(EXERCISE INSTRUCTIONS)
- A) Answer these questions using the article on disabled war veterans' benefits:
(i) How many veterans had been assessed with a 98 per cent disability?
(ii) Under which act were the most severely injured entitled to an allowance for "exceptional incapacity"?
(iii) What is the name of the Veterans Ombudsman?
- B) Reproduce the article on disabled war veterans' benefits between "# Canada Disabled" and "the veterans system.", inclusive.
- C) List each date stamp in the header lines of the disabled war veterans' benefits article (the post date and the first-posted and updated stamps), with its time where one is given. Leave out the web address.

# Canada Disabled War Veterans: Benefits Were Not Entirely Disclosed, Says Ombudsm



## 57Chevy (18 Nov 2011)

From The Canadian Press and  shared with provisions of The Copyright Act

http://www.huffingtonpost.ca/2011/11/17/canada-disabled-war-veterans-benefits_n_1100443.html
First Posted: 11/17/11 06:38 PM ET Updated: 11/17/11 11:50 PM ET 

OTTAWA - Some of the country's most severely injured soldiers were not told by Veterans Affairs Canada about all of the benefits and allowances they were eligible for under federal law, Canada's Veteran's Ombudsman says in his annual report.

Guy Parent's office discovered, in the course of investigating an individual complaint, that half of the country's 1,800 veterans who'd been assessed with a 98 per cent disability had never been informed they were eligible for federal payments outside of the veterans system.

In each of the cases, the most severely injured were entitled to an allowance for "exceptional incapacity" under the Pension Act.

Federal bureaucrats were forced by Parent to notify the hundreds of soldiers who'd been left out.

(STORED ROWS)

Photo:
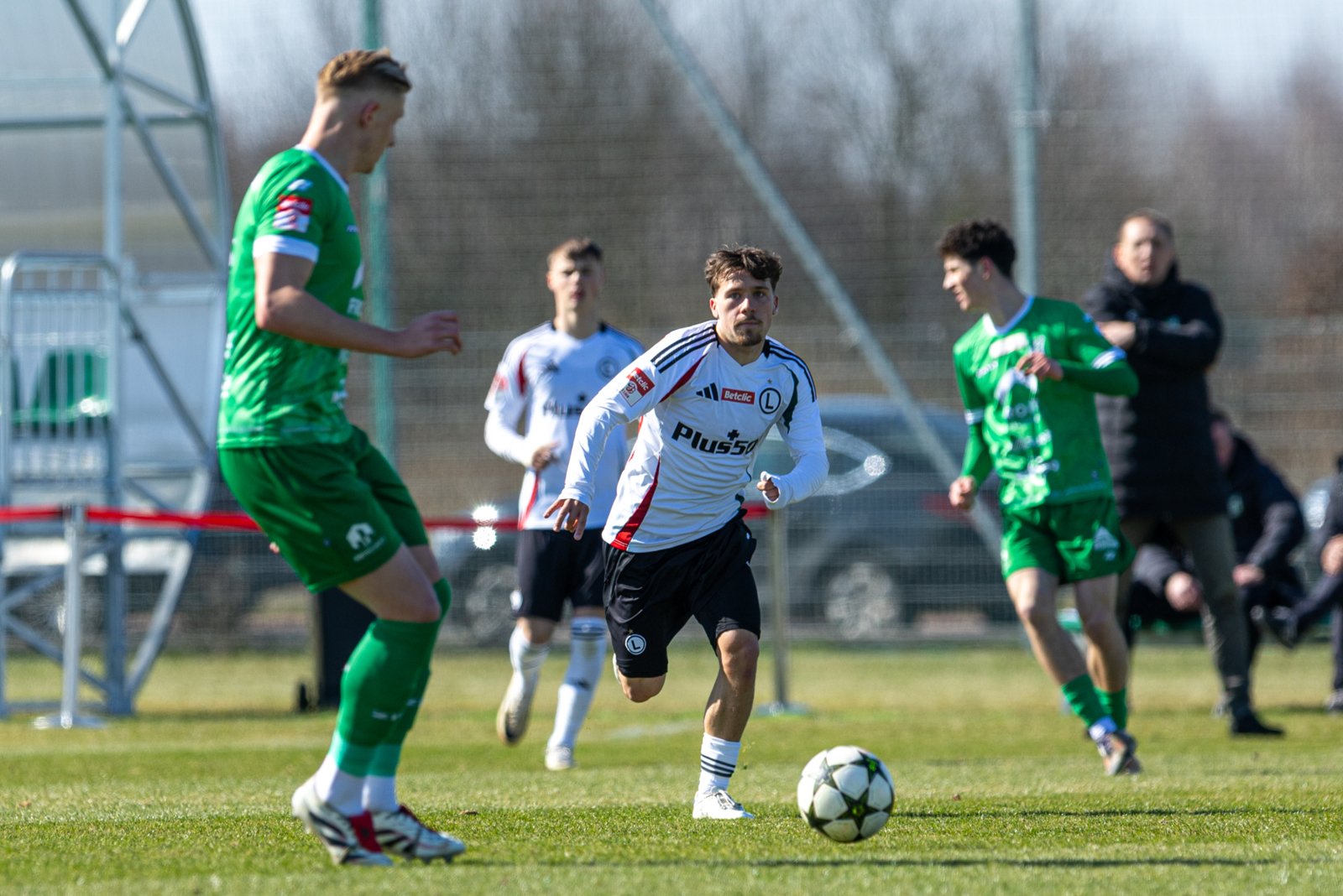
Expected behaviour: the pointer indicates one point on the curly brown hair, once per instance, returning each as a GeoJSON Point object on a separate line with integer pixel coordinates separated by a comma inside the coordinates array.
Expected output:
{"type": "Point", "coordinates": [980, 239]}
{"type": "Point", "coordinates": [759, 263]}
---
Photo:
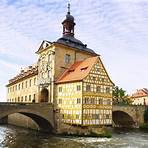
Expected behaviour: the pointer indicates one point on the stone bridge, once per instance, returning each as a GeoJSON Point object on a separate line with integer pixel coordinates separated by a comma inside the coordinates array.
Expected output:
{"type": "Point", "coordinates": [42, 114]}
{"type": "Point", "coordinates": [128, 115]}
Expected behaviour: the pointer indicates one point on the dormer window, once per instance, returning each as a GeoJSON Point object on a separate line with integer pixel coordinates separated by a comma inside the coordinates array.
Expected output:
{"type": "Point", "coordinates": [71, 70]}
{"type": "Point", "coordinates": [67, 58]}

(THE REPLIES)
- A)
(i) 1,800
(ii) The Pension Act
(iii) Guy Parent

- B)
# Canada Disabled War Veterans: Benefits Were Not Entirely Disclosed, Says Ombudsm



## 57Chevy (18 Nov 2011)

From The Canadian Press and  shared with provisions of The Copyright Act

http://www.huffingtonpost.ca/2011/11/17/canada-disabled-war-veterans-benefits_n_1100443.html
First Posted: 11/17/11 06:38 PM ET Updated: 11/17/11 11:50 PM ET 

OTTAWA - Some of the country's most severely injured soldiers were not told by Veterans Affairs Canada about all of the benefits and allowances they were eligible for under federal law, Canada's Veteran's Ombudsman says in his annual report.

Guy Parent's office discovered, in the course of investigating an individual complaint, that half of the country's 1,800 veterans who'd been assessed with a 98 per cent disability had never been informed they were eligible for federal payments outside of the veterans system.

- C)
- 18 Nov 2011
- 11/17/11 06:38 PM ET
- 11/17/11 11:50 PM ET